[Position annotation records]

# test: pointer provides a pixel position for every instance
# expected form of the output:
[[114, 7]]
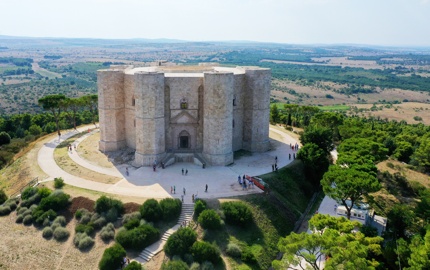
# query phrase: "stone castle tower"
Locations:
[[202, 110]]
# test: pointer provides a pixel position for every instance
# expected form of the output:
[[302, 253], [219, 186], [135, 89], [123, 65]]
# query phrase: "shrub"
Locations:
[[44, 192], [99, 223], [5, 210], [132, 223], [4, 138], [233, 250], [151, 210], [171, 208], [204, 251], [175, 265], [27, 220], [19, 218], [112, 258], [39, 216], [127, 217], [237, 213], [108, 232], [56, 201], [83, 241], [47, 233], [104, 204], [3, 196], [134, 266], [199, 206], [209, 219], [247, 256], [84, 228], [180, 242], [61, 234], [28, 192], [195, 266], [137, 238], [207, 266], [58, 182], [60, 220], [21, 210], [34, 199]]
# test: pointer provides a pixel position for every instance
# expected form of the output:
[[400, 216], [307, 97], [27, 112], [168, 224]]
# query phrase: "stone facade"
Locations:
[[209, 110]]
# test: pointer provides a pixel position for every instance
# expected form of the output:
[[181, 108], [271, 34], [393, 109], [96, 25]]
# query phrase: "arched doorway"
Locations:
[[184, 140]]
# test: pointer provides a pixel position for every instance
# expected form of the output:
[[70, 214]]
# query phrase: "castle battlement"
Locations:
[[203, 109]]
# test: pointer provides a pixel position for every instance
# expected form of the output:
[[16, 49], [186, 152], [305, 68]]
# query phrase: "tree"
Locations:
[[422, 153], [343, 184], [3, 196], [4, 138], [420, 252], [274, 114], [321, 136], [315, 160], [91, 102], [332, 238], [53, 103]]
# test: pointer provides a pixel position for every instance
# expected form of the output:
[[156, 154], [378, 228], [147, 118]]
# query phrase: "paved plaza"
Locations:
[[222, 181]]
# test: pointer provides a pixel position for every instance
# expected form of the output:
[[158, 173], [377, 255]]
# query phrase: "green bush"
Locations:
[[237, 213], [56, 201], [34, 199], [27, 220], [3, 196], [180, 242], [84, 228], [233, 250], [39, 215], [112, 258], [151, 210], [204, 251], [28, 192], [21, 210], [134, 215], [104, 204], [108, 232], [174, 265], [60, 220], [5, 210], [132, 223], [19, 218], [137, 238], [207, 266], [199, 206], [82, 241], [47, 232], [134, 266], [99, 223], [44, 192], [209, 219], [59, 182], [171, 208], [4, 138], [247, 256], [61, 234]]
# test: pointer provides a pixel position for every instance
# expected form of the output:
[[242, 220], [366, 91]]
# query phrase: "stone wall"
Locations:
[[218, 116]]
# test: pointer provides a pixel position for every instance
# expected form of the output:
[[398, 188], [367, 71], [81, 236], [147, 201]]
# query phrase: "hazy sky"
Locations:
[[378, 22]]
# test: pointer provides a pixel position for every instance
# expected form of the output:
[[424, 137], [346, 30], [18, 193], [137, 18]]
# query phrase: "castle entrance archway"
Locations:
[[184, 140]]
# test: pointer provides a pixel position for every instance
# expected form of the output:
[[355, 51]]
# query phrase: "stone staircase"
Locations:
[[187, 213]]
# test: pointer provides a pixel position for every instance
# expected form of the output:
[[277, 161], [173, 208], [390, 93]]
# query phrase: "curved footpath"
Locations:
[[143, 182]]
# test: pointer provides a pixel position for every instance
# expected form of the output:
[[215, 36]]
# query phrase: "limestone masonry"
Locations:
[[202, 110]]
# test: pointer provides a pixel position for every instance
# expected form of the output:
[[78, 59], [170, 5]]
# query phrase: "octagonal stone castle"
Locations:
[[172, 110]]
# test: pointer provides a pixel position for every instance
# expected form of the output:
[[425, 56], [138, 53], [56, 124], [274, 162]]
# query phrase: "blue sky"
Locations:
[[373, 22]]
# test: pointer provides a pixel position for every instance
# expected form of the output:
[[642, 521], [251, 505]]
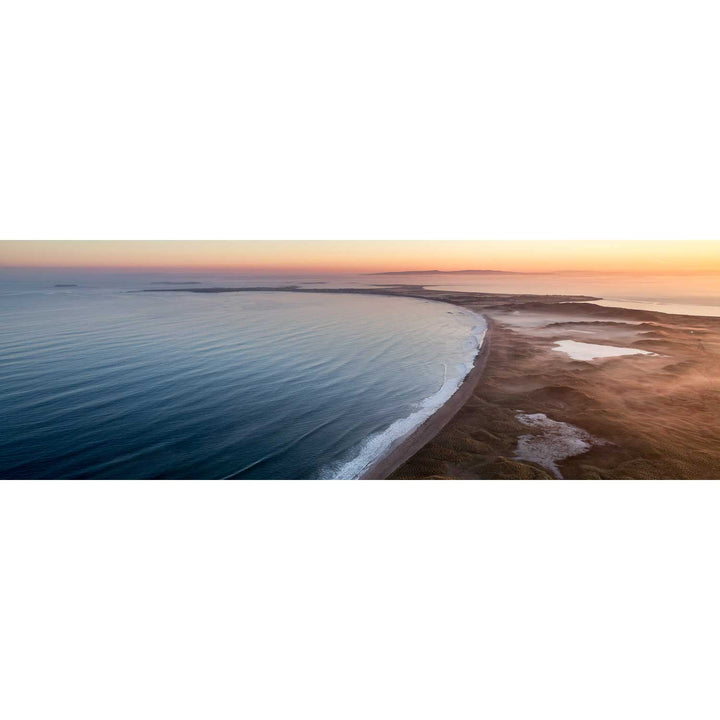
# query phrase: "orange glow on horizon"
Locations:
[[345, 256]]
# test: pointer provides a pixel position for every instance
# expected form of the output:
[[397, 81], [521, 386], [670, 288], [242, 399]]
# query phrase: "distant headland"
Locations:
[[448, 272]]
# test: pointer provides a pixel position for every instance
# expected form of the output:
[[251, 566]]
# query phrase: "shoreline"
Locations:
[[404, 448], [662, 425]]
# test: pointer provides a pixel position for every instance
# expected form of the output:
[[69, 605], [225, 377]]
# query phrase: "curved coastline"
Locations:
[[404, 448]]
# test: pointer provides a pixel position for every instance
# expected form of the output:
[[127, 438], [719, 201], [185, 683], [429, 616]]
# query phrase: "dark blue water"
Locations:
[[100, 382]]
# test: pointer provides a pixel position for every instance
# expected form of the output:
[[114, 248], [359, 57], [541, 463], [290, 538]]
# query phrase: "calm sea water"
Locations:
[[101, 382]]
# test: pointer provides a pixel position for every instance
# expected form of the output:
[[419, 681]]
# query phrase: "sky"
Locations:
[[345, 256]]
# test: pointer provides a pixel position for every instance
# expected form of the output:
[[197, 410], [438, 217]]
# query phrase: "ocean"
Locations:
[[102, 380]]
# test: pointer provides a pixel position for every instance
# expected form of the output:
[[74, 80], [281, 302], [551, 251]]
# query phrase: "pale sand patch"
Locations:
[[555, 443], [589, 351]]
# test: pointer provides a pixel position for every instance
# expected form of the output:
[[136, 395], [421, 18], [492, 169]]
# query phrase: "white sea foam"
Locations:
[[378, 445], [589, 351]]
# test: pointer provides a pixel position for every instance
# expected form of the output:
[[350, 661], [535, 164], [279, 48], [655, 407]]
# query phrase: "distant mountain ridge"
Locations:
[[448, 272]]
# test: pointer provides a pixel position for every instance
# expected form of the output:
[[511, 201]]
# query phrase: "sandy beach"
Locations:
[[566, 388]]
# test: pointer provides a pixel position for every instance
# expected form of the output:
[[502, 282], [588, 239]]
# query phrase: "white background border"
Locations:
[[392, 119]]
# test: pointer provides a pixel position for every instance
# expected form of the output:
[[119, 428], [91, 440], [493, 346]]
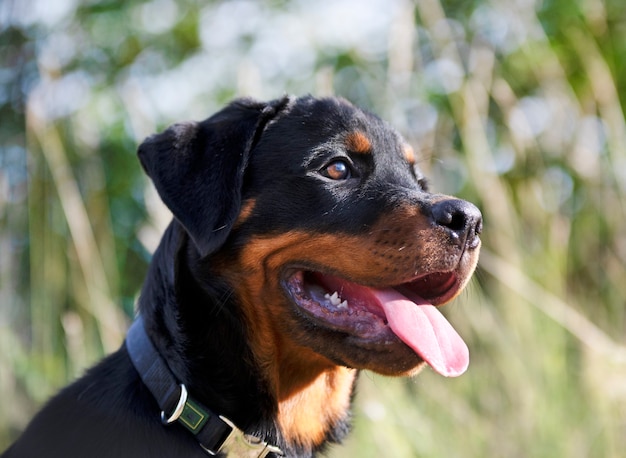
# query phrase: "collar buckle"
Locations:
[[239, 444]]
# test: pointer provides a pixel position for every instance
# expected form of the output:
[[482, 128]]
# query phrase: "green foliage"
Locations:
[[516, 106]]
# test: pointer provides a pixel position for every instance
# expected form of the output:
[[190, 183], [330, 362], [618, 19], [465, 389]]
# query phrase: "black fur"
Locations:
[[203, 172]]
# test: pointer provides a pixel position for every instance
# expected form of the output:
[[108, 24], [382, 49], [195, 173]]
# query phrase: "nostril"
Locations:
[[460, 217]]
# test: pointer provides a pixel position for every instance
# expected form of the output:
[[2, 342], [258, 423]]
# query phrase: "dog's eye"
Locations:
[[337, 170]]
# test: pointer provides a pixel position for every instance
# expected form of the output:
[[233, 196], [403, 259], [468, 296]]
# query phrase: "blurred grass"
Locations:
[[516, 106]]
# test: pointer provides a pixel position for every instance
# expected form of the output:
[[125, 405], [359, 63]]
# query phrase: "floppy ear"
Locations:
[[198, 168]]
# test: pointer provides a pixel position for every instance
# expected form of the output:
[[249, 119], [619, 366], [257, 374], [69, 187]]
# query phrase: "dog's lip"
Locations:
[[379, 316]]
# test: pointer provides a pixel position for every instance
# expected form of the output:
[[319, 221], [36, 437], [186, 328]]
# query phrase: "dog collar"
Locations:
[[216, 434]]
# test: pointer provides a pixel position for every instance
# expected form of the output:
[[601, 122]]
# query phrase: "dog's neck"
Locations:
[[207, 347]]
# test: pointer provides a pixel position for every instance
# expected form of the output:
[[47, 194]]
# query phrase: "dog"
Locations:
[[305, 247]]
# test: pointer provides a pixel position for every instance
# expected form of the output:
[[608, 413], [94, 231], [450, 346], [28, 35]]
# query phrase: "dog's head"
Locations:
[[317, 215]]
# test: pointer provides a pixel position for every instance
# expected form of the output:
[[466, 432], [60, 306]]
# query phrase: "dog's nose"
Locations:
[[461, 218]]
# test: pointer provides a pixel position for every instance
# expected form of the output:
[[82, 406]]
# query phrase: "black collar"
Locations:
[[215, 433]]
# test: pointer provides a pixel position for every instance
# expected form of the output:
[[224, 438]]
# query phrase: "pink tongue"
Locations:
[[423, 328]]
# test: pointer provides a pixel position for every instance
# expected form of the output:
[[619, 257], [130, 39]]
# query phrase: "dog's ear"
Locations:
[[198, 168]]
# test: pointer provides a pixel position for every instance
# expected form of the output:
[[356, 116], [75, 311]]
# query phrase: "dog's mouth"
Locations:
[[406, 311]]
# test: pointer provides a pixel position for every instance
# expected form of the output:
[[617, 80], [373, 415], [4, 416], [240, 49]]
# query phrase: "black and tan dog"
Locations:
[[305, 246]]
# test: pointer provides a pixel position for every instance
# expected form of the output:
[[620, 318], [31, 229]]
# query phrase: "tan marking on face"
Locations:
[[357, 142], [409, 154], [246, 210], [312, 392]]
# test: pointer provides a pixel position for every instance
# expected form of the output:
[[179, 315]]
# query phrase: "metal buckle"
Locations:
[[243, 445], [179, 407]]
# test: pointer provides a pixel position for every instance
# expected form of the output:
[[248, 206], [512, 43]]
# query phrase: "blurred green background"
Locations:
[[515, 105]]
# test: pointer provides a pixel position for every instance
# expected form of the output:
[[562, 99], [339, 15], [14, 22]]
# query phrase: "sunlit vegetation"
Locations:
[[514, 105]]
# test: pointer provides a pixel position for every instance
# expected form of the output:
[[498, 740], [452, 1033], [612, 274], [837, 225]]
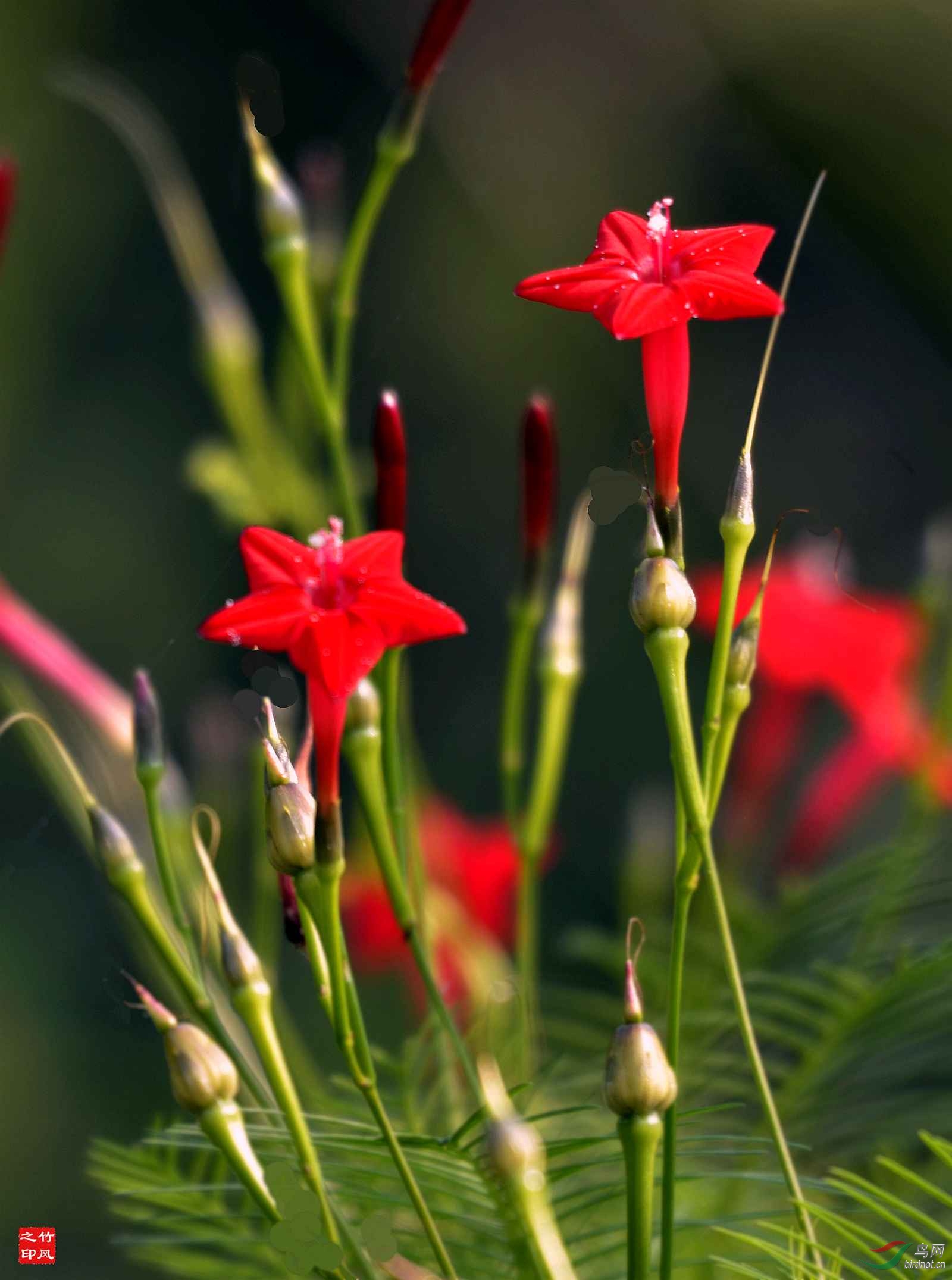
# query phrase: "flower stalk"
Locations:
[[667, 649], [559, 675], [252, 1002], [205, 1082], [362, 747]]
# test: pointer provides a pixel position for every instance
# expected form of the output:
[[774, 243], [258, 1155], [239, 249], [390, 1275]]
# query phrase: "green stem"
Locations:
[[737, 537], [223, 1125], [446, 1016], [319, 890], [364, 753], [639, 1138], [667, 649], [265, 928], [133, 888], [253, 1005], [290, 263], [390, 157], [736, 703], [318, 960], [319, 893], [410, 1182], [167, 871], [393, 766], [528, 959], [525, 619], [684, 896], [559, 681]]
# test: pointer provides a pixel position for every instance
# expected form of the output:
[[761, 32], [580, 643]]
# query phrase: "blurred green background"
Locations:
[[548, 115]]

YOUR TASK >>
Copy the entries from the very beginning up to and including the line that contains "238], [53, 103]]", swapping "query phrase" for "search phrase" and keeping everything else the same. Leave the pictures out.

SOLUTION BELOW >>
# test: pointer provides a pixel position for every instance
# expected form of the output:
[[114, 7]]
# search phrase: "stone castle tower"
Locations:
[[202, 110]]
# test: pointer provides a pixel position for every instance
# expected form of the output:
[[302, 253], [219, 186], [135, 89], [123, 65]]
# search phrase: "shrub"
Locations:
[[44, 192], [99, 223], [5, 210], [132, 223], [4, 138], [233, 250], [151, 210], [171, 208], [204, 251], [175, 265], [27, 220], [19, 218], [112, 258], [39, 216], [127, 217], [237, 213], [108, 232], [56, 201], [83, 241], [47, 233], [104, 204], [3, 196], [134, 266], [199, 206], [209, 219], [247, 256], [84, 228], [180, 242], [61, 234], [28, 192], [195, 266], [137, 238], [207, 266], [58, 182], [60, 220], [21, 210], [34, 199]]
# test: pointer provides a pixel position for every instance
# expected form of the output:
[[400, 216], [307, 97], [27, 112], [168, 224]]
# search phrase: "stone facade"
Locations:
[[209, 110]]
# test: pointer provides a pixel position for every instance
# expected form of the output:
[[181, 108], [271, 34], [393, 109], [96, 25]]
# search phrase: "arched doorway"
Locations:
[[184, 140]]
# test: pointer provides a pixel position for every instance
# expected form of the output:
[[70, 214]]
# search phrase: "castle battlement"
Locations:
[[203, 109]]
# test: pointer provides a pixel position for every instance
# expected form of the output:
[[16, 49], [186, 152], [305, 68]]
# search phrase: "tree"
Locations:
[[422, 153], [343, 184], [3, 196], [4, 138], [420, 252], [274, 114], [321, 136], [315, 160], [91, 102], [332, 238], [53, 103]]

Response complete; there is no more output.